== EXTRAIT DE PAGE ==
----------------------------------------

Pendant que les opposants aux OGM s’évertuent à chercher des liens avec d’hypothétiques cancers, leur meilleure arme semble plutôt émerger du côté de l’économie: après 20 ans, des cultures nord-américaines et européennes ont continué de croître au même rythme, qu’elles soient OGM ou pas OGM.
C’est la conclusion d’une enquête publiée en fin de semaine par le New York Times. Laquelle a immédiatement provoqué des réactions négatives, et pas pour les raisons qu’auraient imaginées les auteurs. Le biologiste Andrew Kniss, de l’université du Wyoming, rappelle par exemple qu’il y a près d’une décennie que même les plus farouches défenseurs des OGM sont arrivés à la même conclusion : si l’on compare globalement les rendements nord-américains (où les OGM sont utilisés depuis les années 1990) avec ceux de l’Union européenne (où un moratoire a largement limité leur diffusion), la courbe de croissance des rendements est à peu près similaire.

----------------------------------------

== ENREGISTREMENTS AFFICHÉS ==
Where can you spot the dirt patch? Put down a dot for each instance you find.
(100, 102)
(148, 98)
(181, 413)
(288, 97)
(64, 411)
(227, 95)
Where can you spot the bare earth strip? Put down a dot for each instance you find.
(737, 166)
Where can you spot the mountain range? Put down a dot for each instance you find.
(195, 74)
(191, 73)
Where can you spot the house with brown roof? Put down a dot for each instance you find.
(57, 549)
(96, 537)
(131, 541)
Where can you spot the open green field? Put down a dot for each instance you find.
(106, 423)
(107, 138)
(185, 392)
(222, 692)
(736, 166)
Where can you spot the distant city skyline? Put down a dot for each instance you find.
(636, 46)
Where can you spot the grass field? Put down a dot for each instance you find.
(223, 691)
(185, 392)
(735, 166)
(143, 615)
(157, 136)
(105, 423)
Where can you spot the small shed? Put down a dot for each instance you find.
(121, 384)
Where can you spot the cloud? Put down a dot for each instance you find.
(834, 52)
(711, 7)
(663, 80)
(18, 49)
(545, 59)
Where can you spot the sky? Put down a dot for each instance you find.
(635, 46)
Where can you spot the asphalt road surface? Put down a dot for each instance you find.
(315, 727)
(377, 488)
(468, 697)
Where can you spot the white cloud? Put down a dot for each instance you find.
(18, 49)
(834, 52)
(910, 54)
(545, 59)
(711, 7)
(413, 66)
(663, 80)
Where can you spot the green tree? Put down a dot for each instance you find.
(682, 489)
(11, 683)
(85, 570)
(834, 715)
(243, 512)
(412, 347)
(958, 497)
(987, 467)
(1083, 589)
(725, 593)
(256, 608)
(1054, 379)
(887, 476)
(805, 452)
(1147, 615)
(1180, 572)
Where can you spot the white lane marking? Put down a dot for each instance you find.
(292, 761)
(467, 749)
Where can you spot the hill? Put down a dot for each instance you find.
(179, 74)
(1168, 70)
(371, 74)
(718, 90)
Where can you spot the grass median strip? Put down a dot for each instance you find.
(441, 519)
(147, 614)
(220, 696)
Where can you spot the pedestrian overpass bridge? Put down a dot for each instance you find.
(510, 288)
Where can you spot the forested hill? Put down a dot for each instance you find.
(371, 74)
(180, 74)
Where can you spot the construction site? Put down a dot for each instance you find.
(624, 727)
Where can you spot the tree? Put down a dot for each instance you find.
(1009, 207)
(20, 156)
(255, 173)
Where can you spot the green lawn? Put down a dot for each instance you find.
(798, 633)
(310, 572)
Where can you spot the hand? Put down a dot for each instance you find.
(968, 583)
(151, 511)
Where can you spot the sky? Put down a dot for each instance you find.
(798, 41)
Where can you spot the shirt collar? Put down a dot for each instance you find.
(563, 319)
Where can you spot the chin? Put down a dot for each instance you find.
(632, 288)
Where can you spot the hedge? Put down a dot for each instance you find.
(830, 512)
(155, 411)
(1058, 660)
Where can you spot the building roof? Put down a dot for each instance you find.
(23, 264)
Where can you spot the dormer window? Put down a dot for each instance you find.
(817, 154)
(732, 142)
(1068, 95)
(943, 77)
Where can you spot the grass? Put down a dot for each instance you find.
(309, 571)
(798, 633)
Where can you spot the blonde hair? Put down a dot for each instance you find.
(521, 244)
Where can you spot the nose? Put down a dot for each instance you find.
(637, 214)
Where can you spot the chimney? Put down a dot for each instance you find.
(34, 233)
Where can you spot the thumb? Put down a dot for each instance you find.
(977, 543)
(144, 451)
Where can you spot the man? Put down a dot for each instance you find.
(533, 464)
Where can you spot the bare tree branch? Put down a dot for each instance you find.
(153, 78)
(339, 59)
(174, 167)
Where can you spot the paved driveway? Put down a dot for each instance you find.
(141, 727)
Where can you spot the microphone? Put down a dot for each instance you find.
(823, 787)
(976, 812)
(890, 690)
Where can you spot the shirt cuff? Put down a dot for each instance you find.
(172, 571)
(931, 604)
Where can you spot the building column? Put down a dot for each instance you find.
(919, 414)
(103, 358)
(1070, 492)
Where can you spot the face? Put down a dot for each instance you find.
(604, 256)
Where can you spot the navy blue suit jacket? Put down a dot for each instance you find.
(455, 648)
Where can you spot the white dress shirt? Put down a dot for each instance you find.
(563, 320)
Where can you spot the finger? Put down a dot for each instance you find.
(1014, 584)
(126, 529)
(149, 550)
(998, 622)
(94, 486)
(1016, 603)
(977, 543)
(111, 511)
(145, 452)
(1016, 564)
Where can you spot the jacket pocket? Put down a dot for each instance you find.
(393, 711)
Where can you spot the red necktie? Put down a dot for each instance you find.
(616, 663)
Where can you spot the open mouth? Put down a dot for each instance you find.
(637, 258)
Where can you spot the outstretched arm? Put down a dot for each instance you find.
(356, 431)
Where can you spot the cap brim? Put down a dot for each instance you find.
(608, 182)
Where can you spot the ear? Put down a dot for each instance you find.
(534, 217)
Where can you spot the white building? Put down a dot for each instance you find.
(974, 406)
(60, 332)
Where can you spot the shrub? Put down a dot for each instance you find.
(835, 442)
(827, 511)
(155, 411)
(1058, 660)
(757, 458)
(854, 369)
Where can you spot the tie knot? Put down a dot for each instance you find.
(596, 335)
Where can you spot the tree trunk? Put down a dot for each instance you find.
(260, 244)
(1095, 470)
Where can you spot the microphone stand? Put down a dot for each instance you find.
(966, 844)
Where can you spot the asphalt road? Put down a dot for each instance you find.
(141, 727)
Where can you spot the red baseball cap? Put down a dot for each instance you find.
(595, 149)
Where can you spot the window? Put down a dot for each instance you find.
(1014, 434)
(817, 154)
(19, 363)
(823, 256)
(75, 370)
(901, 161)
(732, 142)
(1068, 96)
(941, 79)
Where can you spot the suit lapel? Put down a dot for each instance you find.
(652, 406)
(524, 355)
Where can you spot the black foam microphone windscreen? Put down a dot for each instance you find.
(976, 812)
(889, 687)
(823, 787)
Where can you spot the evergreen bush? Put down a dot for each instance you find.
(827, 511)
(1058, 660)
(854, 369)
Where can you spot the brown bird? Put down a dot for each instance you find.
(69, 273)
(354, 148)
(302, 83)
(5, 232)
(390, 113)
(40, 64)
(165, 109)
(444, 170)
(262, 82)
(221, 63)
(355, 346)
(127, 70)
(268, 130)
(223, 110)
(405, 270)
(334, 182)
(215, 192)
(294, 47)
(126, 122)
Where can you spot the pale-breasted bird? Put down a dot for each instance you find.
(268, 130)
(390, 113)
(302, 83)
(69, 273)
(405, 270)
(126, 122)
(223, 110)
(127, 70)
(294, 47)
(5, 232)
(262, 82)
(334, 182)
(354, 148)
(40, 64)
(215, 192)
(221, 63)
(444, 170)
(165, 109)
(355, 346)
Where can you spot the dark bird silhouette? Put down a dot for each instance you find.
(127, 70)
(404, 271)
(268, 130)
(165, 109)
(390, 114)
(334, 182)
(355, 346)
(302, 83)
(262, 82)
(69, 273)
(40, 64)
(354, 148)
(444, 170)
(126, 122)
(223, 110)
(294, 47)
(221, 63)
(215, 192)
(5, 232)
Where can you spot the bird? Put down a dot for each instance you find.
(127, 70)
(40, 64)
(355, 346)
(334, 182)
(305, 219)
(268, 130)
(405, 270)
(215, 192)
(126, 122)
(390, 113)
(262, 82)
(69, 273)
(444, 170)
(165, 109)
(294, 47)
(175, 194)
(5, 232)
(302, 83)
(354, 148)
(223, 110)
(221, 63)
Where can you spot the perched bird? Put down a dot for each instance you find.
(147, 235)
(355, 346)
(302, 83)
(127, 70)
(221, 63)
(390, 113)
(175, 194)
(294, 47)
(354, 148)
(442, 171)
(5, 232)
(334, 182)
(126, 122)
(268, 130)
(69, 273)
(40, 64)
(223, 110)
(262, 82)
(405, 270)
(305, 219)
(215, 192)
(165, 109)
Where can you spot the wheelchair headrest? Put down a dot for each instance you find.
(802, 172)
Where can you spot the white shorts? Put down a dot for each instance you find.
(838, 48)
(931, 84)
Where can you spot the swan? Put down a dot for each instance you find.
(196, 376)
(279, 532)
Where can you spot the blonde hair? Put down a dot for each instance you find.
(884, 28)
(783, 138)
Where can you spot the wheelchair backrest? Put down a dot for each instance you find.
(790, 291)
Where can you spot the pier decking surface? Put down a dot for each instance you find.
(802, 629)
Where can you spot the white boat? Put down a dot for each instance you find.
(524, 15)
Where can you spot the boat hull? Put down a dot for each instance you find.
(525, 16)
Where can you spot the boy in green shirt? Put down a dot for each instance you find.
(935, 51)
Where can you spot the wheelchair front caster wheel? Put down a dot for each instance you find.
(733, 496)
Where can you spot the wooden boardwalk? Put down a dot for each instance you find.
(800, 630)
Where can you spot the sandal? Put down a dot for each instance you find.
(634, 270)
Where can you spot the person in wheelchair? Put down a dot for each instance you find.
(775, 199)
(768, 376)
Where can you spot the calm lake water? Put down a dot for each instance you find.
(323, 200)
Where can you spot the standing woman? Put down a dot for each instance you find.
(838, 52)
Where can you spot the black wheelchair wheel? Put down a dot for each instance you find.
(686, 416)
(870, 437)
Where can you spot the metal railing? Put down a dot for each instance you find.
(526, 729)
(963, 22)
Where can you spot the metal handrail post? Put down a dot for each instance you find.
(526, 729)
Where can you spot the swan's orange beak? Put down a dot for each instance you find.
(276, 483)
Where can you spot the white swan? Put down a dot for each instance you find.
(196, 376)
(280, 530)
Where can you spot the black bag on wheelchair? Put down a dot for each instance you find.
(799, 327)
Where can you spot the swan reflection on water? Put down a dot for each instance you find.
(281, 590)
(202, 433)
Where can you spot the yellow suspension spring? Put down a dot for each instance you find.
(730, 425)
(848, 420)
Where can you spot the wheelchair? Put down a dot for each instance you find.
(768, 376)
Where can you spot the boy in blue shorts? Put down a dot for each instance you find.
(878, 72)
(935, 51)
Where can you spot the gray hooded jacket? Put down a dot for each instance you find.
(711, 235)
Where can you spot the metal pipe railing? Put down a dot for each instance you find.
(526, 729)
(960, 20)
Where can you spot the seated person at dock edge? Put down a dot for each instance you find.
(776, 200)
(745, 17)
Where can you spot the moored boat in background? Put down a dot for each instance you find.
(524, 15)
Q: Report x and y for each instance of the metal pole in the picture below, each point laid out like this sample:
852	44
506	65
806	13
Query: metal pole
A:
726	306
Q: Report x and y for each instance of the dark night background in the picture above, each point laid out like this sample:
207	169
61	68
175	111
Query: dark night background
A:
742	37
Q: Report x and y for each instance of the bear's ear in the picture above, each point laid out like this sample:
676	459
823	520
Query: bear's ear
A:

----------------------------------------

== TRAVAIL DEMANDÉ ==
[A] Répondez aux questions suivantes à partir de l'extrait sur les OGM :
(i) Quel journal a publié l'enquête évoquée ?
(ii) À quelle université le biologiste Andrew Kniss est-il rattaché ?
(iii) Depuis quelle période les OGM sont-ils utilisés en Amérique du Nord ?
[B] Poursuivez l'extrait sur les OGM à la suite de sa dernière phrase.

== CORRIGÉ DE L'EXERCICE ==
[A]
(i) Le New York Times.
(ii) L'université du Wyoming.
(iii) Depuis les années 1990.

[B]
C’est si l’on compare les rendements par type de plante qu’on a pu, par le passé, découvrir des différences significatives, parfois en faveur de la plante génétiquement modifiée.
Un deuxième argument se retrouve toutefois dans l’enquête du Times, au grand dam des biologistes : l’industrie des OGM aurait poussé cette technologie il y a 20 ans en prétendant qu’elle permettrait de réduire l’épandage de pesticides (insecticides et autres herbicides), ce qui ne s’est pas réalisé. Or, la modification génétique n’a pas été conçue uniquement dans ce but, pas plus qu’elle n’a été conçue pour aller de pair avec un pesticide en particulier : la modification génétique est un outil, qui peut être utilisé de plusieurs façons.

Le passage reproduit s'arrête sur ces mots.